───── Dados de entrada ─────

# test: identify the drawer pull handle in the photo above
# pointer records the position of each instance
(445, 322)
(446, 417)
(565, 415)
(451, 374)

─────
───── Dados de entrada ─────

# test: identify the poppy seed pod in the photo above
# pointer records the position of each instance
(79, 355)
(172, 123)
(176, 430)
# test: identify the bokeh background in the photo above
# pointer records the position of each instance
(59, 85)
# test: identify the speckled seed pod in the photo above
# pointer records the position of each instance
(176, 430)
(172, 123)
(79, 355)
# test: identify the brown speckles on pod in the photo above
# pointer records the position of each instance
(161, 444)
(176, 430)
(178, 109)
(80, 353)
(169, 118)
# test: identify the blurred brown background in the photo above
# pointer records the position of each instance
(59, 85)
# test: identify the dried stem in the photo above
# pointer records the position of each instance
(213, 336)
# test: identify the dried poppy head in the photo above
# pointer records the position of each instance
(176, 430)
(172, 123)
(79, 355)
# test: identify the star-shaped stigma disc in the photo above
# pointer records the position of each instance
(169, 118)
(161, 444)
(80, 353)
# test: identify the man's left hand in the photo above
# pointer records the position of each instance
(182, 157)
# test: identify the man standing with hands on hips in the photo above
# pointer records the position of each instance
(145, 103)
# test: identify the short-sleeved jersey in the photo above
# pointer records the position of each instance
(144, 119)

─────

▸ Instruções da tarefa: Identifique todas as linhas dos registros em que aparece a palavra "test" e copie cada uma delas.

▸ Resposta à tarefa:
# test: identify the drawer pull handle in the photo above
# test: identify the poppy seed pod in the photo above
# test: identify the bokeh background in the photo above
# test: identify the speckled seed pod in the photo above
# test: identify the brown speckles on pod in the photo above
# test: identify the blurred brown background in the photo above
# test: identify the dried stem in the photo above
# test: identify the dried poppy head in the photo above
# test: identify the star-shaped stigma disc in the photo above
# test: identify the man's left hand in the photo above
# test: identify the man standing with hands on hips in the photo above
# test: identify the short-sleeved jersey in the photo above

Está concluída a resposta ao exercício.